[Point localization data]
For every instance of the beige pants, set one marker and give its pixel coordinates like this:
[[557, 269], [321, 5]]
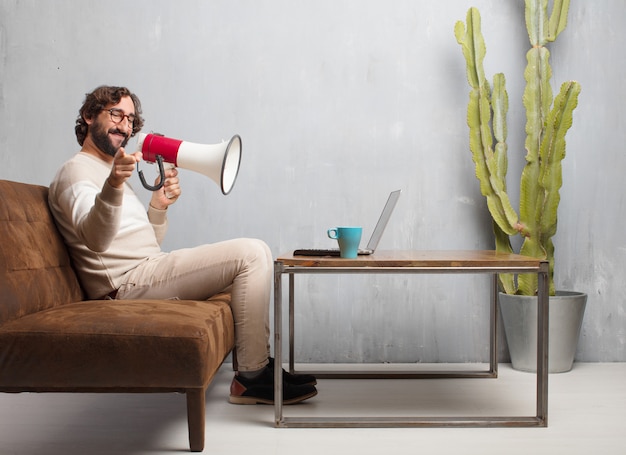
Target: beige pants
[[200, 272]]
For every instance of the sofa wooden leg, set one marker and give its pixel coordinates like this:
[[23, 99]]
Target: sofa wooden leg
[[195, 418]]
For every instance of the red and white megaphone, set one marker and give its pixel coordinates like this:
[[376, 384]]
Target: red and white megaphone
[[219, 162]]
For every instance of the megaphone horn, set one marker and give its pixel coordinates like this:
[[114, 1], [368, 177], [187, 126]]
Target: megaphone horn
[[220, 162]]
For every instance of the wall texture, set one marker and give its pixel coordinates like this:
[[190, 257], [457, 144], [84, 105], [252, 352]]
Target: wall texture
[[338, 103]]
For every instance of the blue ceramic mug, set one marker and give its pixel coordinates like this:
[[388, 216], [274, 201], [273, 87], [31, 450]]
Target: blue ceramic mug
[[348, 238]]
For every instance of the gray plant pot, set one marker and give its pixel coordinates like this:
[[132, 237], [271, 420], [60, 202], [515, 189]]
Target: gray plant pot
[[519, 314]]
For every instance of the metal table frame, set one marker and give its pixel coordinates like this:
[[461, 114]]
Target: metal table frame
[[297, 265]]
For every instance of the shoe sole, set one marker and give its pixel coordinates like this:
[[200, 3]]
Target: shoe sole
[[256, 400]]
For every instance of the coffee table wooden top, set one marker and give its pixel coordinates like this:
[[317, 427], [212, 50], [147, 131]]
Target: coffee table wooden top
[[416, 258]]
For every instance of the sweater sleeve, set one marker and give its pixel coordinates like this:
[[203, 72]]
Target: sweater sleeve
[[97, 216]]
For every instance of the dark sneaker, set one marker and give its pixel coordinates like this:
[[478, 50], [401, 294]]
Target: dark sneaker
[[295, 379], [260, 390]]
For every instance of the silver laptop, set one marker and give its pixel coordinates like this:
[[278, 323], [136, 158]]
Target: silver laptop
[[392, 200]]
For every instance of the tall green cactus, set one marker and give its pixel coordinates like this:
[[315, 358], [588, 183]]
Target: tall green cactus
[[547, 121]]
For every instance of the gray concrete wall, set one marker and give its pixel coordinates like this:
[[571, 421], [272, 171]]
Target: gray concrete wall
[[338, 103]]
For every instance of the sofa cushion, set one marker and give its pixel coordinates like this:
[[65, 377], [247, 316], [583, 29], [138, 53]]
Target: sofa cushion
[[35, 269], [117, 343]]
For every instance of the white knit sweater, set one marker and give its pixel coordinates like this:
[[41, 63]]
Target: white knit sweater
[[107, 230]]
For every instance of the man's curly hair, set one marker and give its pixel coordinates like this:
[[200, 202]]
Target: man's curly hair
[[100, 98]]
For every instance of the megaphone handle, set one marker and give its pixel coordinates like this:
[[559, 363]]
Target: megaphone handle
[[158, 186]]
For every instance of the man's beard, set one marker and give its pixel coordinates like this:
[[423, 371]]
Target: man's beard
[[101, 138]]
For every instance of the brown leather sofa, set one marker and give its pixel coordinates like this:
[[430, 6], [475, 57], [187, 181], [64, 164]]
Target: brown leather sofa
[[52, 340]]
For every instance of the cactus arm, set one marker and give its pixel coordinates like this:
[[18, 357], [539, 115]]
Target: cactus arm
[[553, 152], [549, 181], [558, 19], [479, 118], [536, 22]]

* * *

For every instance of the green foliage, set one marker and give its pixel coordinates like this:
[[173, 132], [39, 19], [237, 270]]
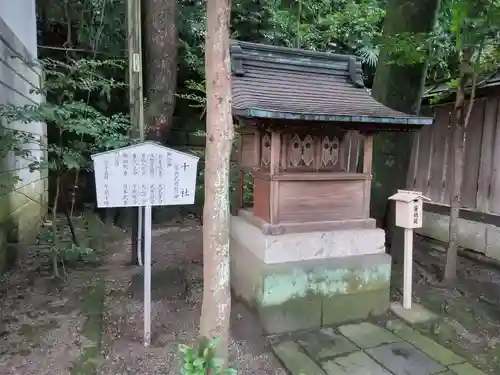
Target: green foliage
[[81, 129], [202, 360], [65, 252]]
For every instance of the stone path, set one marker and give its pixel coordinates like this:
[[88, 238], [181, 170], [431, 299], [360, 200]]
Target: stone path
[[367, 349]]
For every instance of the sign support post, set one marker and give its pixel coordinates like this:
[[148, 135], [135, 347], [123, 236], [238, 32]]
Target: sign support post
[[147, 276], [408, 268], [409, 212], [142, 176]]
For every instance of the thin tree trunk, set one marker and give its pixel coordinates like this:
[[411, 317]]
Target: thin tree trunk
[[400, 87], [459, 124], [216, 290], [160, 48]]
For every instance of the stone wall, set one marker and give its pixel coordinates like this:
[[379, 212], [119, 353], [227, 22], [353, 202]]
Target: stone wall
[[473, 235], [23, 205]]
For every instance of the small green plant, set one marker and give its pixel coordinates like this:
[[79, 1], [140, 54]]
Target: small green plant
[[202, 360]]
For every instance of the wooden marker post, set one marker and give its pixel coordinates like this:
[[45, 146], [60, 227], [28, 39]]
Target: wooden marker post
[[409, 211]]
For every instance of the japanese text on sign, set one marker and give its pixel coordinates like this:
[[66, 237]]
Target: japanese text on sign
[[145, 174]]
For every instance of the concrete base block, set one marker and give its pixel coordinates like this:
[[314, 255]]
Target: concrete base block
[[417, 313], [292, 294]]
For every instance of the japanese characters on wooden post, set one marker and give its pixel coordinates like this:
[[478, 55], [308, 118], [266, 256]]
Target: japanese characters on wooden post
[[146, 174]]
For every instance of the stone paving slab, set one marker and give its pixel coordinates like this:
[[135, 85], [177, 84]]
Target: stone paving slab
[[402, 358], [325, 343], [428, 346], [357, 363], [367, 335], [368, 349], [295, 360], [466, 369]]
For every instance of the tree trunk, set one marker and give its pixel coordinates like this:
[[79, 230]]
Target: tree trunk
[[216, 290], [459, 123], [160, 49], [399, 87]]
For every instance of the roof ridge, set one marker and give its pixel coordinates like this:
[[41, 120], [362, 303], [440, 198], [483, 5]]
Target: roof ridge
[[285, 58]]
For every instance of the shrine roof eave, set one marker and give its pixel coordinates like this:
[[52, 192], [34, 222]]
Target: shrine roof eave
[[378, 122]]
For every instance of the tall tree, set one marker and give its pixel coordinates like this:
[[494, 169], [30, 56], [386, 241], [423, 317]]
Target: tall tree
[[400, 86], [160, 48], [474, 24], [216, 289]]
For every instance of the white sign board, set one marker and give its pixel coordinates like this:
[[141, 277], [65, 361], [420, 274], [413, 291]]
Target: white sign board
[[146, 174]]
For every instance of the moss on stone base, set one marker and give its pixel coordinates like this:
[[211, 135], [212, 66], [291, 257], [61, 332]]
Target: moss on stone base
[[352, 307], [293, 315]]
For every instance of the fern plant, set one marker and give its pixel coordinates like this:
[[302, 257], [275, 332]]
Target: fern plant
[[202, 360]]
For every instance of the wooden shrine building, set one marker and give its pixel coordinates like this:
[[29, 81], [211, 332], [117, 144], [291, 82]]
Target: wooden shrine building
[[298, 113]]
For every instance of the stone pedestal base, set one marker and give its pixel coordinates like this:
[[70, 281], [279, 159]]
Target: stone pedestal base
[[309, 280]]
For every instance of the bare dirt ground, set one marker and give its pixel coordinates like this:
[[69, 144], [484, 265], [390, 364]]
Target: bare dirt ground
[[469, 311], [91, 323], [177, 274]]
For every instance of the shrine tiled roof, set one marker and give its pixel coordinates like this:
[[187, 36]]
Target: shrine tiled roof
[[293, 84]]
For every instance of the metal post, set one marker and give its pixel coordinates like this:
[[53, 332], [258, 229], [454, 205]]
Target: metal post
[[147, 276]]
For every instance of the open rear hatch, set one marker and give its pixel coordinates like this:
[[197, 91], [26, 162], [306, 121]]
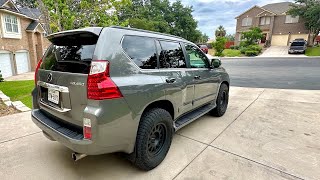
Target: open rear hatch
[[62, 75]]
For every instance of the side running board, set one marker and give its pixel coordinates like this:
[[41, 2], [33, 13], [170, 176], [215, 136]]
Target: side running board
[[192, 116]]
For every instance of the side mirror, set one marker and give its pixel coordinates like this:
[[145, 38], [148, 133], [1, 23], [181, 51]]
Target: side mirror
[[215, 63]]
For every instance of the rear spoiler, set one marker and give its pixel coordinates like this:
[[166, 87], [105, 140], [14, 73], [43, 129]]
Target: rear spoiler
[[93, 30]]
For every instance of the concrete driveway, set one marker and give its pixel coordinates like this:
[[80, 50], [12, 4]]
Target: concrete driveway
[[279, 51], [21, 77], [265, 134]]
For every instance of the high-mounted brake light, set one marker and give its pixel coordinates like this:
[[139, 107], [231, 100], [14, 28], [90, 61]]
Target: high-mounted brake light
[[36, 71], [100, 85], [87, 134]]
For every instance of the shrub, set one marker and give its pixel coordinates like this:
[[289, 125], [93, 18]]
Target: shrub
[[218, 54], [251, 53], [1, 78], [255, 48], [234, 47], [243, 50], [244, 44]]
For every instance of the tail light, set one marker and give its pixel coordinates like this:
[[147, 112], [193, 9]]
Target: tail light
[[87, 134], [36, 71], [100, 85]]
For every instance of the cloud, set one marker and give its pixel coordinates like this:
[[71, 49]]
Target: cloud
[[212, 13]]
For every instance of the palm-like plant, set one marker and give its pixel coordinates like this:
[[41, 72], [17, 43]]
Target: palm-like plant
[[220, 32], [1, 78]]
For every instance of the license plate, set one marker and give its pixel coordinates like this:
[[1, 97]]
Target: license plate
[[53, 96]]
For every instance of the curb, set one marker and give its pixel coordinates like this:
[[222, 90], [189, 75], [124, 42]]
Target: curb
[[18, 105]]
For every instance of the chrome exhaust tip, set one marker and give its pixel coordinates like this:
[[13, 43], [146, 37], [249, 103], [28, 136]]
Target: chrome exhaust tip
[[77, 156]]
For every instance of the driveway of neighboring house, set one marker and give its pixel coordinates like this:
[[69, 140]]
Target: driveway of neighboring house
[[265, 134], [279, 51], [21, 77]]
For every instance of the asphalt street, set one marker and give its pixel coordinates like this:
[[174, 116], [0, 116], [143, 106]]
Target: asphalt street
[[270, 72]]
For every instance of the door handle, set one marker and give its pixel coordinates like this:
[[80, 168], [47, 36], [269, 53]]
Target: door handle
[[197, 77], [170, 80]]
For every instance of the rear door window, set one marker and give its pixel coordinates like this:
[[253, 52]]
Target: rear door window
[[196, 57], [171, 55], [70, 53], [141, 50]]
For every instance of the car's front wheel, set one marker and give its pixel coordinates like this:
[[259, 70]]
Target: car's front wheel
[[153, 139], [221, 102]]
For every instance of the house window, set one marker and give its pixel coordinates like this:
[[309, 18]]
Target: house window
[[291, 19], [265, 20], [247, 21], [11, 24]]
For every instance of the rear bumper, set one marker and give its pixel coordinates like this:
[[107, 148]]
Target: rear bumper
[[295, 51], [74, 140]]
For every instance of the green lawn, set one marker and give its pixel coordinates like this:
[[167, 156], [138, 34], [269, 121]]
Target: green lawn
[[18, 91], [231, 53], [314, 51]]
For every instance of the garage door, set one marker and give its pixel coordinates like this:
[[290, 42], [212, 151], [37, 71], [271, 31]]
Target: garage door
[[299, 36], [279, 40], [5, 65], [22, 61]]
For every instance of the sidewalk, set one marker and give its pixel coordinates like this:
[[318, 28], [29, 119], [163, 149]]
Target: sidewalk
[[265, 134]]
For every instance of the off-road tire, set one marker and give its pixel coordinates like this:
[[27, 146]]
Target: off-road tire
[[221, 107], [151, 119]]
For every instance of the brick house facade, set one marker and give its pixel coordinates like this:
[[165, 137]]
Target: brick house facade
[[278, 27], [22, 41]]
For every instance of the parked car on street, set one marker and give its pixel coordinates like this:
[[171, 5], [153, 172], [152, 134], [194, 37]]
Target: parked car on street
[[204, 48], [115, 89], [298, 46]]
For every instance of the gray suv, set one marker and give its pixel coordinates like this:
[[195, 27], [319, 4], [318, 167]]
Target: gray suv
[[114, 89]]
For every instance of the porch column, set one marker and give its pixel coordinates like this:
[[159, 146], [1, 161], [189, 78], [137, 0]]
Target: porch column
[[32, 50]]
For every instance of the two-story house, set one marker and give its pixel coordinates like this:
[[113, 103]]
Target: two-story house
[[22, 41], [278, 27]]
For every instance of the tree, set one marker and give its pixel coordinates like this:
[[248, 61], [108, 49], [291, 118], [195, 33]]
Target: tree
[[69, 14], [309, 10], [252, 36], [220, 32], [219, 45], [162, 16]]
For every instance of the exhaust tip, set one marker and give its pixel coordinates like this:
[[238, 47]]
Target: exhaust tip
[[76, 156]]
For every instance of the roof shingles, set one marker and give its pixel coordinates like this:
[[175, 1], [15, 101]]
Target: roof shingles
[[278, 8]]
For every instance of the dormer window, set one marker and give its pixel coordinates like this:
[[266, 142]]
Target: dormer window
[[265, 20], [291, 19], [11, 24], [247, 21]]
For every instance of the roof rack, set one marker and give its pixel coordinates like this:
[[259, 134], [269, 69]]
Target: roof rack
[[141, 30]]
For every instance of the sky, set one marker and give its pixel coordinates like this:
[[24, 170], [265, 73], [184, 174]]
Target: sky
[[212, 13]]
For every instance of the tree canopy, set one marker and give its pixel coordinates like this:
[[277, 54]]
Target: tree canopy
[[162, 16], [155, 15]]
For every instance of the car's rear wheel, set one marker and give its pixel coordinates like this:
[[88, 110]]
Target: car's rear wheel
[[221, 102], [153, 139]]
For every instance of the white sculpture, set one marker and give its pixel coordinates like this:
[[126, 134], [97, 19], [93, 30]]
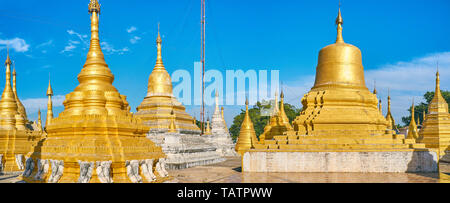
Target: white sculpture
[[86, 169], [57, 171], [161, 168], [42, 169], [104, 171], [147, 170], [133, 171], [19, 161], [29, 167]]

==

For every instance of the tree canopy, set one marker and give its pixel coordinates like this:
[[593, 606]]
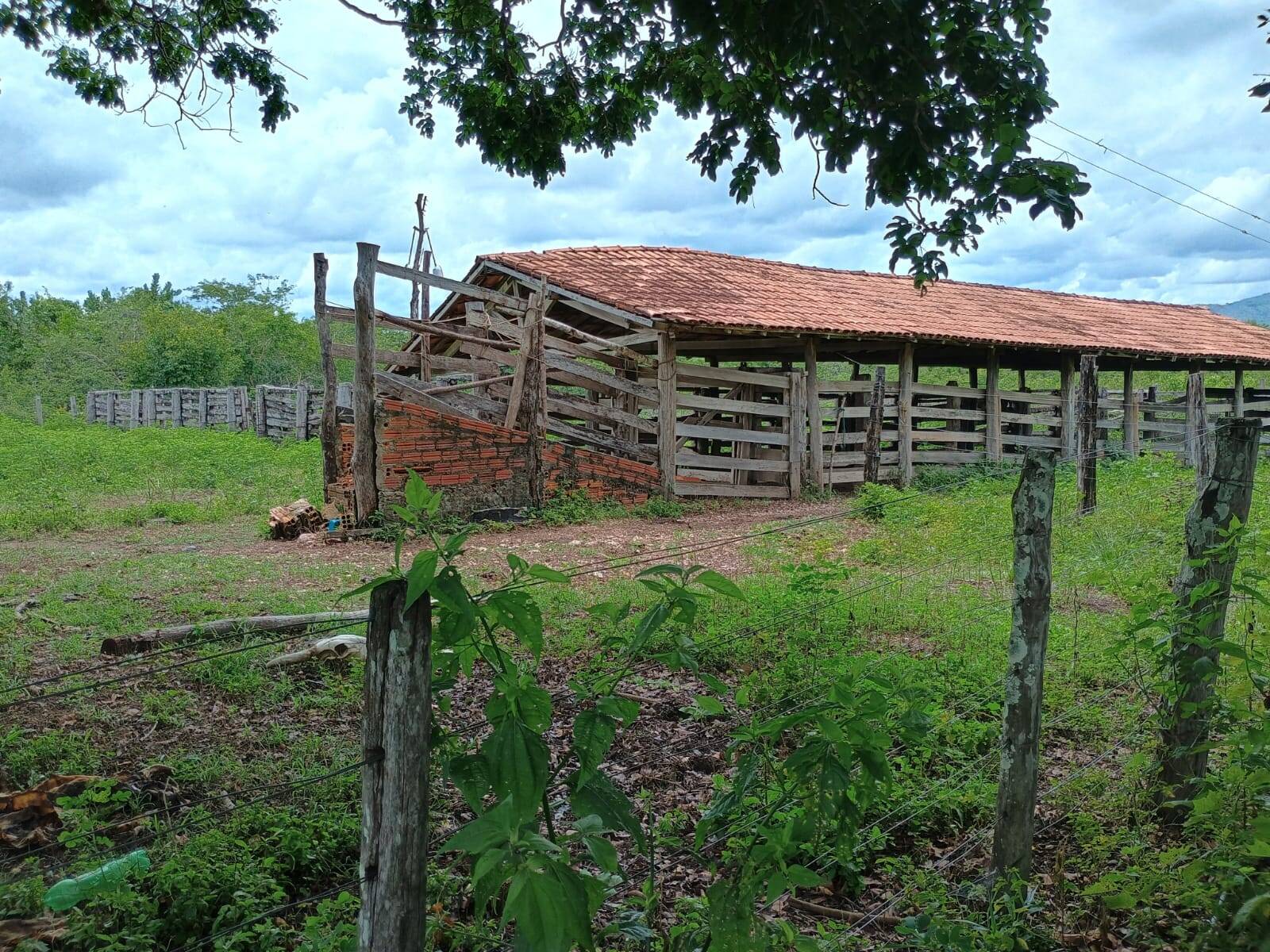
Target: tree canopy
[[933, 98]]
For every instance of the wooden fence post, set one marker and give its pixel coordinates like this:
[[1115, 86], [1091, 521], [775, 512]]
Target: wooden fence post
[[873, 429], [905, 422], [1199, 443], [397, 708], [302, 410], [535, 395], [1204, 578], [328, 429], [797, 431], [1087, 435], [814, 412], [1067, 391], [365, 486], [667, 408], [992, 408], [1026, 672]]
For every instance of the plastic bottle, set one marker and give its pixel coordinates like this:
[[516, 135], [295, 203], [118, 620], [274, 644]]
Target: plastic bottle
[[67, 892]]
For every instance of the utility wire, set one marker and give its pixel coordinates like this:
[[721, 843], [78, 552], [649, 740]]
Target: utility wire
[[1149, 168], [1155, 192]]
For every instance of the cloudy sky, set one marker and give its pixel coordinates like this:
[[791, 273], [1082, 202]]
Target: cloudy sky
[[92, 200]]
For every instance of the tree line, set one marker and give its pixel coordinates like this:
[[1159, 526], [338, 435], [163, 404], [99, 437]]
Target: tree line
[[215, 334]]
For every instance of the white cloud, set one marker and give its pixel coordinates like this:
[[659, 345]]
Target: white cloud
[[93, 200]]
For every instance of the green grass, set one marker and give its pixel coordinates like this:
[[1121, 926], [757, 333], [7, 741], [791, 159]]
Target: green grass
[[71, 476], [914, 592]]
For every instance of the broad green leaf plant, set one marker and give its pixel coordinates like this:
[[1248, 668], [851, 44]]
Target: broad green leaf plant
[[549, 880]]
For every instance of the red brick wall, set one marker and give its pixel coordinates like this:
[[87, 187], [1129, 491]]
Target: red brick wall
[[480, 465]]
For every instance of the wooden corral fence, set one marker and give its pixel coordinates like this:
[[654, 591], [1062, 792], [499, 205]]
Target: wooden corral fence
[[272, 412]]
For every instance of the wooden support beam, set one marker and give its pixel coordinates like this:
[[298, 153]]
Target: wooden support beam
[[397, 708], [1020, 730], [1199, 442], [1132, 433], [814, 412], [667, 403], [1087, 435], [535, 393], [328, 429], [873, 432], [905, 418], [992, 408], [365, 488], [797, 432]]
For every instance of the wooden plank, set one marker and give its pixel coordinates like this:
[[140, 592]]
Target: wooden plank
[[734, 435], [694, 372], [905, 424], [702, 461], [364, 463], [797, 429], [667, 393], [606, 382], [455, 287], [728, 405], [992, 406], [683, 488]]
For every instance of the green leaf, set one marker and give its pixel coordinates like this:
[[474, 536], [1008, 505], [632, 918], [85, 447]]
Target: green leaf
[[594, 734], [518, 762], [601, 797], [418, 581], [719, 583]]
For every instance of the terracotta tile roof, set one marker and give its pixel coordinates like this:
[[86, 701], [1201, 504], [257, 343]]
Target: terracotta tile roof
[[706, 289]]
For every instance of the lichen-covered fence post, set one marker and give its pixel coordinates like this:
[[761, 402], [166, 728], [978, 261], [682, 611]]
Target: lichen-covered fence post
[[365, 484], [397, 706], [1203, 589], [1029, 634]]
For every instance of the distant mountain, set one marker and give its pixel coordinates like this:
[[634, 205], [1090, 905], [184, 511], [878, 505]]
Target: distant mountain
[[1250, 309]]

Try it
Within the data above, the span starting at the line containing "For every instance of the sweater" and ending at the line containing "[[315, 358], [588, 183]]" is to be retyped exactly, with no other lines.

Answer box
For every instance of the sweater sleeve, set one marker and give its pixel coordinates like this:
[[203, 72]]
Target: sweater sleeve
[[97, 216]]
For every instance of the dark sneaker, set one marker and give its pixel coordinates like this:
[[478, 50], [401, 294]]
Target: dark sneaker
[[295, 379], [260, 390]]
For every instance of the silver laptop, set one marker and give its pixel coordinates like this:
[[278, 323], [136, 158]]
Target: silver laptop
[[392, 200]]
For every instance of the tall green cactus, set one marker and give its pixel coordinates like this:
[[315, 358], [588, 183]]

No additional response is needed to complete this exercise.